[Dataset entries]
━━━━━━━━━━━━━━━━━━━━

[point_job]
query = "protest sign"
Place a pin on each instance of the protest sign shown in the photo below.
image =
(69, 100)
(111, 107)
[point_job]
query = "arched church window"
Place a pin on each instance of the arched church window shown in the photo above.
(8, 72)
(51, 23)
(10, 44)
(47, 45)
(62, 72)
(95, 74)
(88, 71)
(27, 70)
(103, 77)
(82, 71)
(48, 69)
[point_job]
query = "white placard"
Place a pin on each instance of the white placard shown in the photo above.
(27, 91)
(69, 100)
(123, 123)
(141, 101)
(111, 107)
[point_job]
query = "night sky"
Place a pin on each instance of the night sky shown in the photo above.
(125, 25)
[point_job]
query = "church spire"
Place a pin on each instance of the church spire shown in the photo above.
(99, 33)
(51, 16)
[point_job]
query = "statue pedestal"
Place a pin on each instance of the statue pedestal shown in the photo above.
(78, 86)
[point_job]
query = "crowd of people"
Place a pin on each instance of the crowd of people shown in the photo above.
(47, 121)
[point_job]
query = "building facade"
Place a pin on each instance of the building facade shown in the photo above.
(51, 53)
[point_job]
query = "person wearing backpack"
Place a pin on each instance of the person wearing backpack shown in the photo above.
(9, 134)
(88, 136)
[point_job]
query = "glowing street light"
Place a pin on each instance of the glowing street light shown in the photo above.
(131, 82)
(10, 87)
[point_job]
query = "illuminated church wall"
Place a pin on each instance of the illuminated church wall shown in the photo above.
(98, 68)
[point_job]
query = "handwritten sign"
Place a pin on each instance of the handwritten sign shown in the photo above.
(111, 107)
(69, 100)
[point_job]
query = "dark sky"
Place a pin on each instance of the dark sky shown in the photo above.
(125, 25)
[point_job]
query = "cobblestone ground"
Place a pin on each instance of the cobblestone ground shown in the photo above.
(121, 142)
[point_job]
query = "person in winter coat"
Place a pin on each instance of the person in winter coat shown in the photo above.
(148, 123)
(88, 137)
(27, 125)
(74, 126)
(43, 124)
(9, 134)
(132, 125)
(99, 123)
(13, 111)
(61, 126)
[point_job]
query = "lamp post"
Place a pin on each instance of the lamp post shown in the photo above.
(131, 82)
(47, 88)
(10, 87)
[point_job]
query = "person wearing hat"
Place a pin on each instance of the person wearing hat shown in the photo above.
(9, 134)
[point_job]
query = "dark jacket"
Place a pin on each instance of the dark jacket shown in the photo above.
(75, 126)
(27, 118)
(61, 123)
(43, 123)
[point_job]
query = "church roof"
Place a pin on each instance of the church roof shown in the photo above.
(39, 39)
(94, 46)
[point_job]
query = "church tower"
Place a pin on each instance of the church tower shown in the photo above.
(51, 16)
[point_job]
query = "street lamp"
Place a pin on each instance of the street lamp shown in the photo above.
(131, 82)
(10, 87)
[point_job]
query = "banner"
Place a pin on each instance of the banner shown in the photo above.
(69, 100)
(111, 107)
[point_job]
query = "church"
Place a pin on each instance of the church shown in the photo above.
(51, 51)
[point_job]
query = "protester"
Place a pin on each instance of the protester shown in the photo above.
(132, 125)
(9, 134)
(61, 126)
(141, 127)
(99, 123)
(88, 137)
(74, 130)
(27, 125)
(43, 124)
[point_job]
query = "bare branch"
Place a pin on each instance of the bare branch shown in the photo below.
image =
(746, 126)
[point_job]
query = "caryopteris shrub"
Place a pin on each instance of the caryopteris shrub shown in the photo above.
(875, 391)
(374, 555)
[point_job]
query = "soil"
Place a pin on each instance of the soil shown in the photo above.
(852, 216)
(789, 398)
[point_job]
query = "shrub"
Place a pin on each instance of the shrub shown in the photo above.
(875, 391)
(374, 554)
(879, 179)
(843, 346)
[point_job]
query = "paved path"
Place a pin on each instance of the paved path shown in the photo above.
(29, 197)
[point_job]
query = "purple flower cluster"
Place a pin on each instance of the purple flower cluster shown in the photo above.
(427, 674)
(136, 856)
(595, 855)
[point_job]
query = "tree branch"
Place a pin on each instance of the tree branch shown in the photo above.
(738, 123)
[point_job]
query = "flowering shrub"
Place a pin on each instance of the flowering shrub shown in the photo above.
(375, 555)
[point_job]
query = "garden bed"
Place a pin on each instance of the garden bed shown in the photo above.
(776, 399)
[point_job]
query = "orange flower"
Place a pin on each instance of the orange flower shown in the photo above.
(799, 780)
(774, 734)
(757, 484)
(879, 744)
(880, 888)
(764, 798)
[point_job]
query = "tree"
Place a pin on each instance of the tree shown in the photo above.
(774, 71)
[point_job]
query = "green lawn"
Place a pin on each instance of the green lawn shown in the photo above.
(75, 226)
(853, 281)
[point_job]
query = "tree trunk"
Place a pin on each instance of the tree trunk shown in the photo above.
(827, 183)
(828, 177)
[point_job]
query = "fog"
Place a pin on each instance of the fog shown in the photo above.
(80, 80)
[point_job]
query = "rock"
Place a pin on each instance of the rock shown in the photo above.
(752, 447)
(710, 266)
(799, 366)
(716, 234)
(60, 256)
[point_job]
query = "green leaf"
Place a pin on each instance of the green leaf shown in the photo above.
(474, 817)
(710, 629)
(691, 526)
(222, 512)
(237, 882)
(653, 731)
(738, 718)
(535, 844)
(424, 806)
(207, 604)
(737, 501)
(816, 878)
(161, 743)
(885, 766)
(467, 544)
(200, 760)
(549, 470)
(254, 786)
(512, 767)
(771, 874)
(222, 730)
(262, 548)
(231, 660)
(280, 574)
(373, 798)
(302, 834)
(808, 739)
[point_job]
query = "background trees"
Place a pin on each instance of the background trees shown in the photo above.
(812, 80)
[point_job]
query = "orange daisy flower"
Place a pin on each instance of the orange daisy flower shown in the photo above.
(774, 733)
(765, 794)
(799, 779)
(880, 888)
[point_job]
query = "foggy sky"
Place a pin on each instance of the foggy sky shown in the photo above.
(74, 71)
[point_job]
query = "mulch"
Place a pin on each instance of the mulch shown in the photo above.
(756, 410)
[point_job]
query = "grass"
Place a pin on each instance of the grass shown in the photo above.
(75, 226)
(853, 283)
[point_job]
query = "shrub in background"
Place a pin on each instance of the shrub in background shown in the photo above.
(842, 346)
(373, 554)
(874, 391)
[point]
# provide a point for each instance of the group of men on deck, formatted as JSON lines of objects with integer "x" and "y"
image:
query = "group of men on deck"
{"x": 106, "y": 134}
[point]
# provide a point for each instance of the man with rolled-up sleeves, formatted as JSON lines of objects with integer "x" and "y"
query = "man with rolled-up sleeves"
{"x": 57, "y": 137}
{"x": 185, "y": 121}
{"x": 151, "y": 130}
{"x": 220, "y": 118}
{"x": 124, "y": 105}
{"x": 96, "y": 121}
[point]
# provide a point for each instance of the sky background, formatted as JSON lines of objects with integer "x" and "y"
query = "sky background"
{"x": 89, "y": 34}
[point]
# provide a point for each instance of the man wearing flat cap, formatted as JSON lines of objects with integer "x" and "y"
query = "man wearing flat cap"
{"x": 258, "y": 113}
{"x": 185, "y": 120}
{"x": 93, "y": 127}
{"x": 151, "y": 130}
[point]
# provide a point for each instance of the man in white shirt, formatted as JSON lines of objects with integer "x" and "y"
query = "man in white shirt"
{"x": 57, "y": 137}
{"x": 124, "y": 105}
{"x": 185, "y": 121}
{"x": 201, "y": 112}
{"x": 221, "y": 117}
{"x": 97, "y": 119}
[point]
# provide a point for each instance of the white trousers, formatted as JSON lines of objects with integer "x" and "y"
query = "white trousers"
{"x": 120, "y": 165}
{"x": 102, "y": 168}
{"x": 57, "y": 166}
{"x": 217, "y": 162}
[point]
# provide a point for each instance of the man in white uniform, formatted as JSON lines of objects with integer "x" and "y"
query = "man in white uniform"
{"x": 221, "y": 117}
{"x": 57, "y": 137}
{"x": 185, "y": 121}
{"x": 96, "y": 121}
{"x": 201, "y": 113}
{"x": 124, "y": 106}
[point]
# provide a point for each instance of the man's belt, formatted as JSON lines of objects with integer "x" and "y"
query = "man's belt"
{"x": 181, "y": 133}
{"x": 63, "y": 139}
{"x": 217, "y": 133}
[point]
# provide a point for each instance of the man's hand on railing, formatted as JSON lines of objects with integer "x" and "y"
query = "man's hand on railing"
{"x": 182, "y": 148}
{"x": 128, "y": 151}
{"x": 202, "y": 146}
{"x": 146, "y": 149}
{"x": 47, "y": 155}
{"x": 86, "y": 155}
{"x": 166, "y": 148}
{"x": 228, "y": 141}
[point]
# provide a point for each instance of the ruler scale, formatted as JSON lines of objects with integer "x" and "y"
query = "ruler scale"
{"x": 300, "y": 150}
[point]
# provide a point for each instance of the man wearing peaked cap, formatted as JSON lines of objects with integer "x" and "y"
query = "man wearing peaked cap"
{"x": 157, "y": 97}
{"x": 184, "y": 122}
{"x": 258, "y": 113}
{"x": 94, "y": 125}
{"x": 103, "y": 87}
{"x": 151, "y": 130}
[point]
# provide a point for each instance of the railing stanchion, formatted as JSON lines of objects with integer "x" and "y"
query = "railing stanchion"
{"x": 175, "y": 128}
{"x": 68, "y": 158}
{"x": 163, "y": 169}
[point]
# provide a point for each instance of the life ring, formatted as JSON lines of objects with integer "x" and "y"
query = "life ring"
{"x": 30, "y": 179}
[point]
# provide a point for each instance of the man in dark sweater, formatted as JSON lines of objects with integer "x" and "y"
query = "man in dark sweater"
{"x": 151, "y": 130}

━━━━━━━━━━━━━━━━━━━━

> **Work instructions**: Pull out every line in the listing above that includes the word "pedestal", and reproduce each one unchanged.

> **Solution to the exercise**:
query = "statue pedestal"
Place a pin on each instance of the statue pedestal shown in the photo above.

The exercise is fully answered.